• PROVIDED TEXT:
You should understand that, being a white South African male over the age of fifty, affirmative action and all the “-isms” of age, gender and race render me all but unemployable in this Rainbow Nation of critical skills shortages – notwithstanding my degrees and international experience in my field. So when work does periodically present itself I am compelled to grab it and to fiercely focus on the tasks that promise, for the time being, to maintain the temporal connection of body and soul. When money beckons I must then temporarily forego some of my other – more pleasurable and satisfying – pursuits such as blogging. And, much as I enjoy writing, it pays no bills and I have this expensive addiction to breathing which must be periodically slaked with cash – preferably lots of it – whenever possible. Hence my recent absence.

 

I am not so enamoured of driving as once used to be the case; my politically-incorrect car is an ageing brute that punishes its driver for forcing a few thousand extra kilometres out of its creaking carcass. But, in addition to providing a solid upper-body workout, such driving allows time to reflect on Life, the Universe and Everything and thereby provides some of the material which old Spearpoint then tries to convert into the approximations of pearls of wisdom that he seeks to muster in these posts.

 

During this journey I found myself mostly pondering on all the recent shocks of the astronomical price increases in food, fuel and other commodities around the world.

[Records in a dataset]
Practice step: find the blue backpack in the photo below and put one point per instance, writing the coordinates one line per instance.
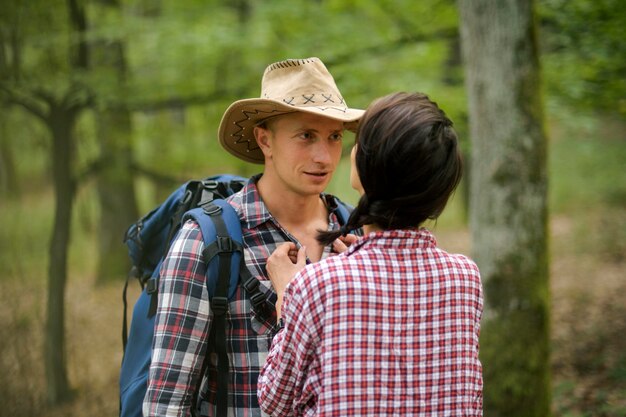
(148, 241)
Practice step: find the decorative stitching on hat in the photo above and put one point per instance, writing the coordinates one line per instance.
(289, 63)
(239, 136)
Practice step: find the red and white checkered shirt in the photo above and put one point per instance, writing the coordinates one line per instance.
(183, 319)
(389, 327)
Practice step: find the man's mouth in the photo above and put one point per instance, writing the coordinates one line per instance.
(317, 174)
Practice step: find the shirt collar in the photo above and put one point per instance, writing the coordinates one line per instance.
(253, 211)
(395, 239)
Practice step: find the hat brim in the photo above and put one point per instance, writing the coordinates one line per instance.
(236, 128)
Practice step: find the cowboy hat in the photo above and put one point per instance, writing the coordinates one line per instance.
(303, 85)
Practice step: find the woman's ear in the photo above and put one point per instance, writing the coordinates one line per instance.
(263, 136)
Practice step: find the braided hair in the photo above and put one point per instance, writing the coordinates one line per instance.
(408, 161)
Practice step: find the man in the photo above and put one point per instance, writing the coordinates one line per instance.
(295, 128)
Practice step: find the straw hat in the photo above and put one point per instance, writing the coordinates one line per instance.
(288, 86)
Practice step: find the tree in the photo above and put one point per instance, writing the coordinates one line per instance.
(508, 210)
(116, 191)
(57, 106)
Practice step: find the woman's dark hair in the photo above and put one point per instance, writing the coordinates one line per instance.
(408, 161)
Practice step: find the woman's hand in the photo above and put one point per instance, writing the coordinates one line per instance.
(282, 266)
(343, 242)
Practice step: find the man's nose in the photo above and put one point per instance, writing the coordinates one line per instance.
(322, 153)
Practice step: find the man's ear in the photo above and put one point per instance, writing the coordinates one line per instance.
(263, 136)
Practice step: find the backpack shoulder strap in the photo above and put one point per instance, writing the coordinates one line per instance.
(223, 250)
(221, 232)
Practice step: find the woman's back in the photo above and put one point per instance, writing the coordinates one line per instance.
(391, 319)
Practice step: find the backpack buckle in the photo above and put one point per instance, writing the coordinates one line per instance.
(219, 305)
(258, 301)
(210, 184)
(251, 284)
(224, 244)
(151, 286)
(211, 208)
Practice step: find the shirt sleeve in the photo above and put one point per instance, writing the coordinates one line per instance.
(181, 328)
(287, 381)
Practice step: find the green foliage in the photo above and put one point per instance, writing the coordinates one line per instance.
(584, 52)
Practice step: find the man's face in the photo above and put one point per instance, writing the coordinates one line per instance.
(301, 150)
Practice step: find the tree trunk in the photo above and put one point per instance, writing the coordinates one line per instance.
(508, 203)
(116, 193)
(116, 190)
(8, 174)
(60, 123)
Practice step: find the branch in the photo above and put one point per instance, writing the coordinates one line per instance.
(155, 176)
(12, 98)
(443, 34)
(177, 102)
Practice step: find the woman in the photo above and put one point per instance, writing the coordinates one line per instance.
(391, 325)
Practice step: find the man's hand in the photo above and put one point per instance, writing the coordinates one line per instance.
(343, 242)
(282, 266)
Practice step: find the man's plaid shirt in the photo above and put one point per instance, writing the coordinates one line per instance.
(183, 318)
(388, 328)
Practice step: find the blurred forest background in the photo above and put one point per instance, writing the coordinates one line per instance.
(109, 104)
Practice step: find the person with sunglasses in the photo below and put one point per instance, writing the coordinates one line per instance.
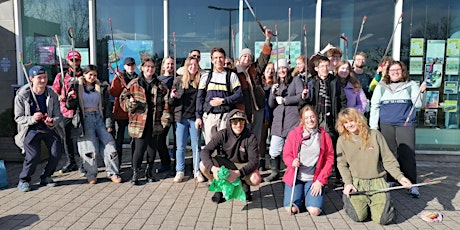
(238, 150)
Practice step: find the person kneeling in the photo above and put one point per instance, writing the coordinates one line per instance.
(364, 159)
(237, 149)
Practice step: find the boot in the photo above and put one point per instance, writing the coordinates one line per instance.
(275, 166)
(135, 179)
(149, 173)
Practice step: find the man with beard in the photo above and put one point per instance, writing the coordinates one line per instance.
(359, 61)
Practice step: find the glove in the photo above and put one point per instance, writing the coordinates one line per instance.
(280, 100)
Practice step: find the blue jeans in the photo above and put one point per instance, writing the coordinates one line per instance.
(302, 191)
(185, 129)
(88, 146)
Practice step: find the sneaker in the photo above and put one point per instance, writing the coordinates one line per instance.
(23, 186)
(413, 192)
(179, 177)
(163, 169)
(199, 177)
(47, 181)
(115, 179)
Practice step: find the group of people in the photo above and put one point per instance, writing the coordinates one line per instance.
(316, 115)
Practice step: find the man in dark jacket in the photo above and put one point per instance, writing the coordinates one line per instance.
(237, 149)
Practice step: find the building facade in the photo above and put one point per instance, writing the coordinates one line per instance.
(420, 33)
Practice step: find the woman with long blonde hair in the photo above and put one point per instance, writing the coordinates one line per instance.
(364, 159)
(183, 99)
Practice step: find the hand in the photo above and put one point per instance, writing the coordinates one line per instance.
(233, 175)
(296, 163)
(216, 101)
(405, 182)
(38, 116)
(348, 189)
(279, 100)
(198, 123)
(316, 188)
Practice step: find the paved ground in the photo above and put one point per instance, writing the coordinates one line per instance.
(74, 204)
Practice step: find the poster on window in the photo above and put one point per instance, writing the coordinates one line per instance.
(453, 47)
(435, 50)
(416, 46)
(452, 64)
(136, 49)
(450, 106)
(286, 50)
(431, 117)
(416, 66)
(431, 99)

• SHORT EXERCISE A: In the provided text, which pursuit does the writer give as an example of what he sets aside when money beckons?
• SHORT EXERCISE B: Please rewrite the stretch of rows from the one containing "Practice step: find the group" through the end of the rows, replacing "poster" with "sign" and leaving everything else unchanged.

• TASK RESPONSE A: Blogging.

• TASK RESPONSE B:
Practice step: find the group of people in the photo above and put one point per instance, writing the coordinates one line per instance.
(316, 115)
Practice step: find the man in dark jacket in the photo above and put one point per instance, writing the coordinates one line per instance.
(237, 149)
Practice step: find the building facade in the photo above and put one point per instance, writing the coordinates one line per instance.
(420, 33)
Practice step: find the woman with long blonde hair in the photo above and put one point per instance, writing the coordinates one line per instance.
(364, 159)
(183, 99)
Practice step: find the hand in the photo above and put one point per instance, writing the coordinates one line per instance.
(233, 175)
(296, 163)
(216, 101)
(405, 182)
(38, 116)
(348, 189)
(279, 100)
(198, 123)
(316, 188)
Practice step: find the paved ground in the photo above and put one point per instance, writing the coordinates one line per instance.
(74, 204)
Practice step: find the sign on window in the photo above and put one point per instance, writing the coordinates one line per instance.
(453, 47)
(435, 50)
(416, 46)
(452, 64)
(136, 49)
(450, 106)
(286, 50)
(431, 117)
(416, 66)
(431, 99)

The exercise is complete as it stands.